##### EXTRAIT DE PAGE #####
Les programmes une fois définis, avec l’idée de leur donner une existence indépendante, mais aussi de pouvoir ultérieurement y puiser la substance destinée à nourrir le portrait du chanteur, il me fallait mener une réflexion sur la façon de filmer le chant. Tandis que l’aspect mécanique et parfois héroïque de l’acte musical instrumental, pour peu qu’il soit correctement cadré et rythmé, peut faire l’objet d’une transposition visuelle en soi fascinante, il y a dans la voix quelque chose qui va encore au-delà de ce qui se passe avec un instrumentiste : l’implication émotionnelle qui naît du chant et qui illumine le visage du chanteur. La manière de filmer ne peut pas ne pas en être affectée ; si c’est la force de l’expression qu’on cherche avant tout à rendre, les effets dramatiques des rapports entre les plans doivent alterner de façon imperceptible et selon un rythme infiniment plus distendu. Par ailleurs, il existe une complicité entre le chanteur et son accompagnateur ; or la position naturelle du chanteur par rapport au pianiste n’est pas idéale pour la caméra avec tous les obstacles qu’imposent la disposition des salles de concert et la présence d’un public. Le recours à de longs fondus peut, dans une certaine mesure, remédier à la difficulté de définir des angles de prises de vue qui donnent des rapports de plans et de cadres suffisamment subtils et expressifs. Mais, je me suis livré également à l’occasion du tournage d’un récital Schubert à une expérimentation qui me semble féconde. Nous avons filmé une heure et demie de musique à l’aide d’une unique caméra, en un seul long plan-séquence. C’était là aussi une manière de traiter la question de la relation entre le chanteur et son accompagnateur ; demeurer sur le visage du chanteur pendant le postlude du piano à la fin d’un Lied en dit parfois plus long sur cette relation que le fait d’insérer un plan de piano qui brise inévitablement la continuité émotionnelle. Dietrich Fischer-Dieskau n’est pas seulement un chanteur, mais aussi un acteur prodigieux, et au moment où le piano conclut seul une Mélodie, le moindre de ses gestes – un simple tressaillement des sourcils, un regard qui se ferme – reflète très exactement la structure harmonique, rythmique et émotionnelle de la musique. On le sent intensément présent ; il interprète le silence. Le regard naïf d’une caméra qui refuse de se laisser distraire capte un instant de magie.
##### DONNÉES BRUTES #####
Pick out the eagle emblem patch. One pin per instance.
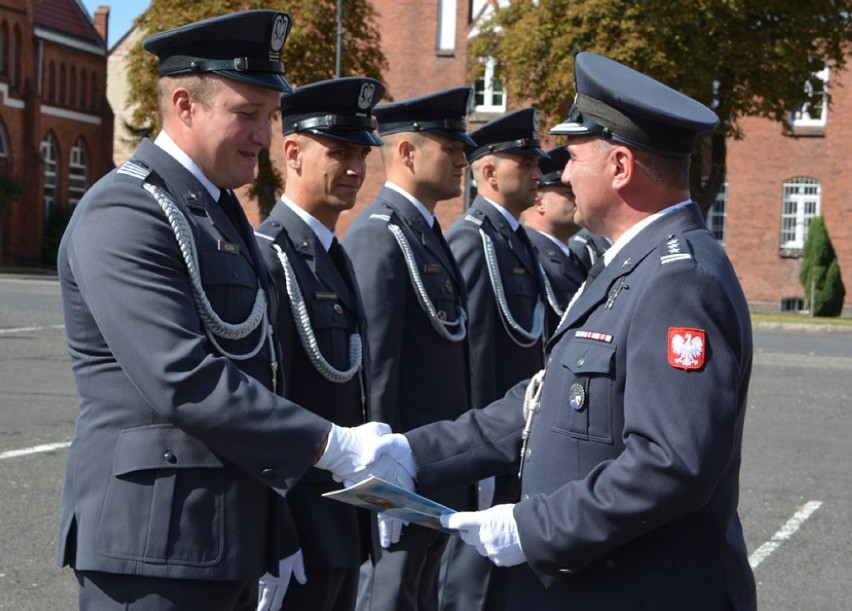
(686, 348)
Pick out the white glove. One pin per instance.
(493, 532)
(271, 590)
(344, 455)
(390, 529)
(485, 494)
(393, 446)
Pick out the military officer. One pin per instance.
(182, 449)
(328, 133)
(417, 316)
(630, 474)
(550, 224)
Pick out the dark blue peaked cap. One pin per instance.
(439, 113)
(552, 166)
(515, 133)
(629, 107)
(337, 108)
(244, 47)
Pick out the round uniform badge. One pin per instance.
(576, 396)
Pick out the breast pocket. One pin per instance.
(165, 499)
(586, 373)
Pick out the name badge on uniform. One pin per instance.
(228, 247)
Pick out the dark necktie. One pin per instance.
(335, 251)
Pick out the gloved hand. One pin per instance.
(353, 454)
(271, 590)
(390, 529)
(485, 493)
(493, 532)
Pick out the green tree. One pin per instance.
(740, 57)
(820, 273)
(310, 56)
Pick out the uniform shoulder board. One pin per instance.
(134, 170)
(674, 248)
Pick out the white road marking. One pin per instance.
(47, 447)
(30, 329)
(784, 533)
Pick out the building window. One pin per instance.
(800, 203)
(62, 84)
(49, 156)
(4, 49)
(447, 11)
(813, 112)
(72, 96)
(4, 150)
(15, 58)
(78, 173)
(51, 82)
(84, 88)
(488, 91)
(717, 214)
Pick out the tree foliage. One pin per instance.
(740, 57)
(310, 55)
(820, 273)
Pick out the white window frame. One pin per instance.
(485, 86)
(447, 12)
(50, 158)
(717, 215)
(802, 117)
(800, 203)
(78, 173)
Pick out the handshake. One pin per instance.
(353, 454)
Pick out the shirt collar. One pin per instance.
(430, 218)
(165, 142)
(323, 233)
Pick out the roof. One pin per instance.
(66, 17)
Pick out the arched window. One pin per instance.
(49, 156)
(72, 91)
(4, 49)
(15, 58)
(78, 172)
(800, 203)
(84, 88)
(51, 82)
(62, 84)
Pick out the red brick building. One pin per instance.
(55, 122)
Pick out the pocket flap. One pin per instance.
(160, 446)
(584, 358)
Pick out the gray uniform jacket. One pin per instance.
(498, 361)
(331, 534)
(564, 275)
(178, 451)
(630, 484)
(417, 376)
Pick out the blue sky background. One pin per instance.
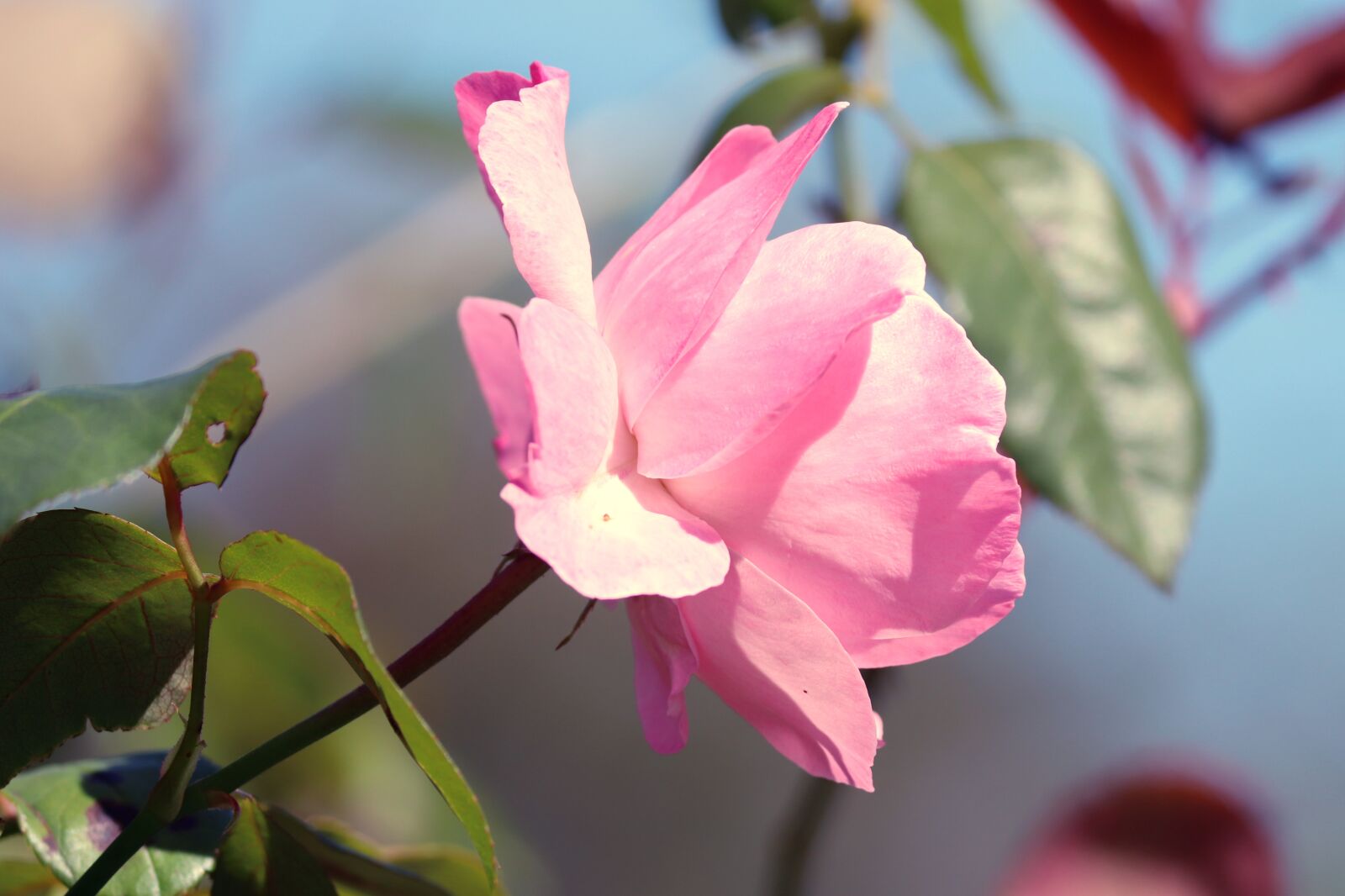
#####
→ **CONSIGNES**
A. Répondez aux questions suivantes à partir du texte sur la façon de filmer le chant.
(i) D'après ce texte, qu'est-ce qui illumine le visage du chanteur ?
(ii) Quel procédé peut, dans une certaine mesure, remédier à la difficulté de définir des angles de prises de vue ?
(iii) Avec combien de caméras le récital Schubert a-t-il été filmé ?
B. Donnez la suite du texte sur la façon de filmer le chant, à partir de sa dernière phrase.

→ **ENSEMBLE DES RÉPONSES**
A.
(i) L'implication émotionnelle qui naît du chant.
(ii) Le recours à de longs fondus.
(iii) Avec une unique caméra, en un seul long plan-séquence.

B.
Au début du mois de janvier 1993, je recevais de Dietrich Fischer-Dieskau une lettre brève : « L’heure de la triste vérité est survenue. De ce jour, je renonce à chanter, et annule tout concert et séance d’enregistrement. Cette décision, vous pouvez l’imaginer, n’a pas été facile à prendre, mais après quarante cinq ans de travail ininterrompu, je suis résolu à me plier à cet impératif catégorique ».
Le plus somptueux chanteur de notre temps avait fait taire son chant. Derrière l’immense artiste, il était désormais temps de découvrir l’homme, et c’est au cours des deux années qui ont suivi que nous avons tourné le portrait qui est ici présenté. En tirant parti de ce que j’avais déjà filmé ou que j’allais encore filmer (concerts en tant que chef d’orchestre, répétitions, cours, séances de travail avec son épouse, l’exquise et ardente Julia Varady), et des archives qu’il me restait à trouver, je me proposais d’explorer l’histoire d’une fulgurante carrière, incarnée dans ce radieux visage juvénile, et qui, à travers tous les genres, nous projetterait jusqu’aux lueurs rougeoyantes et dorées de l’Abendrot de Schubert. En gardant constamment à l’esprit le même objectif, je ne me contenterais pas de la simple ressemblance physionomique. Un portrait doit saisir davantage : ce rayonnement spirituel qui vient de l’intérieur.
Bruno Monsaingeon.
à propos du film « La voix de l’âme »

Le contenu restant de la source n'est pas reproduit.